Express the part that opens with the line containing "Guideline: for every instance of the tall" and closes with the line containing "<point>57,211</point>" as a two-column CSV headed instruction and reply. Give one line per row, with the row's text and its answer each in a single quoted field and line breaks turned into spaces.

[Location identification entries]
◆ ◆ ◆ ◆

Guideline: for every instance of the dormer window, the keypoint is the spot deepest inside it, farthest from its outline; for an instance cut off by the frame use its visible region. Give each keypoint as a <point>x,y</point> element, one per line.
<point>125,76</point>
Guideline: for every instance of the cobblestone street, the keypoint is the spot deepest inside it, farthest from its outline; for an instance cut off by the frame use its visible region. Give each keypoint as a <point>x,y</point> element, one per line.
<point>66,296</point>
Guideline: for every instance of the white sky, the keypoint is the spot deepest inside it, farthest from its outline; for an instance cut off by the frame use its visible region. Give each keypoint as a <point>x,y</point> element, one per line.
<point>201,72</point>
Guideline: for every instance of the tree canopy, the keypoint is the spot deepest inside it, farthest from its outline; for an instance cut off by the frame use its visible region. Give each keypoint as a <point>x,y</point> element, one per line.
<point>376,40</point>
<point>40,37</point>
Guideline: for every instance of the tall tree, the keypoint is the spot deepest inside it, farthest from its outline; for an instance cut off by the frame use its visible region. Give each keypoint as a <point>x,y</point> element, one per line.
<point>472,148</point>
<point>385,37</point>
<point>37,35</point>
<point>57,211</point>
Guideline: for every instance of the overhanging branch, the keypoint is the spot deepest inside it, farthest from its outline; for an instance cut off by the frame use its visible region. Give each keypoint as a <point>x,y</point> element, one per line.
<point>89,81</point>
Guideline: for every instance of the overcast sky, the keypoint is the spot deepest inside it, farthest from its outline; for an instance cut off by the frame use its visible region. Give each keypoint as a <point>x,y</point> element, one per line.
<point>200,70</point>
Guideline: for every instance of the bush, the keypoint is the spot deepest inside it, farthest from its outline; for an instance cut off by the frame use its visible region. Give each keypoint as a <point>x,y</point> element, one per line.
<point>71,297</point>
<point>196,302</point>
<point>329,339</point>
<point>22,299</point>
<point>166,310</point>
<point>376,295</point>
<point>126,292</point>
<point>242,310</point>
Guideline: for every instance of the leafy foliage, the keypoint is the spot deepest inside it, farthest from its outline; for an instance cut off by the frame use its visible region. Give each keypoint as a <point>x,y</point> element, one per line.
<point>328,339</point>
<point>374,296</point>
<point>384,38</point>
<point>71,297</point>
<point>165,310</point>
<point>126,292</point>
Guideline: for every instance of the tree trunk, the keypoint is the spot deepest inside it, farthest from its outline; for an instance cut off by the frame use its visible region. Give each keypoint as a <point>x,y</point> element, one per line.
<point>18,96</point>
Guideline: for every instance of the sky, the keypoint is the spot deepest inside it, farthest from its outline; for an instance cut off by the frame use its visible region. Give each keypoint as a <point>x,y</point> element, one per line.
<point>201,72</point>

◆ ◆ ◆ ◆

RESULT OF THE EXERCISE:
instruction,reply
"Guideline: for every instance of the tall tree, the keypoint is the spot deepest inside it, farthest from its outline; for an instance cut off by the frame use its visible region. Give each keypoint as a <point>x,y</point> element, one per line.","<point>472,148</point> <point>385,37</point> <point>37,35</point> <point>57,211</point>"